◆ TO BE DONE
Extend the informal note about the small book that explains how to read equations, continuing on from its closing sentence.

◆ TEXT EXTRACT
====

I have Kim Sorvig's copy of The Equations.  Fascinating stunt:  
introduces the concepts of what several parts of equations are:  
derivative, integral, differential equation, ...

The did this to dispel the idea that equations reduce the readership  
of books.  So its sorta how to read equations: the change in this  
thingy plus the exponent of that thingy, summed over this range is  
really the energy of the system .. sort of thing.

Innovative book design as well, very small book, very elegantly put  
together.

I sent off for the relativity book so by friday we can browse them both.

====

◆ SUPPLIED MATERIAL

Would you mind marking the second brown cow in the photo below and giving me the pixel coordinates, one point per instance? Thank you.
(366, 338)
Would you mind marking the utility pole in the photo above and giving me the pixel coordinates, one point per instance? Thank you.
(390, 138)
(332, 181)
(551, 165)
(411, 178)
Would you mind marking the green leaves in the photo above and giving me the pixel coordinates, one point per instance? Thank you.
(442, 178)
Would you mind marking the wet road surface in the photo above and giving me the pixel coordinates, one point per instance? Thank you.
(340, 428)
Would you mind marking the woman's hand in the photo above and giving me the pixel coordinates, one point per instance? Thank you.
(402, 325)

====

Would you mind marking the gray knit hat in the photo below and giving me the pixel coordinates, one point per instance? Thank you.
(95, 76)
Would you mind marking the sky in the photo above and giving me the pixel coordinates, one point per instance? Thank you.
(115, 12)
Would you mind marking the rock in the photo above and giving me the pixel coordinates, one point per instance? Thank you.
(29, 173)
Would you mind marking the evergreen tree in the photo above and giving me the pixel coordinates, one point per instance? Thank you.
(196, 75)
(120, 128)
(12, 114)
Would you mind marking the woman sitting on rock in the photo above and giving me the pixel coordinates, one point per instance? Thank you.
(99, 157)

====

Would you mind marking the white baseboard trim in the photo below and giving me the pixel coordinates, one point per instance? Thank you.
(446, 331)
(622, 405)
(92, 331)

====

◆ OUTPUT FOR THIS TASK
    -- Owen


On Aug 5, 2008, at 10:47 PM, Marcus G. Daniels wrote:

> Carl Tollander wrote:
>> I was fortunately (hoo boy!) wrong, this is different and may be much
>> related to my questions about observers, but I came away very  
>> motivated
>> by the clarity of the talk to peruse his books on quantum computing,
>> which were highly recommended by Those In The Know (you know who you
>> are) as being popular books that are highly non-pandering ( see
>> http://tinyurl.com/5q25so ).  Anybody else motivated to make sense of
>> these and if so, which one?
>>
> He seems to have two books, "The equations: Icons of Knowledge" and
> "Very Special Relativity".
> But what about quantum computing?     I see this sort of survey  
> article
> he wrote with Doyne Farmer
> http://xxx.lanl.gov/abs/0708.2837 that gets into quantum computation
> about half way through.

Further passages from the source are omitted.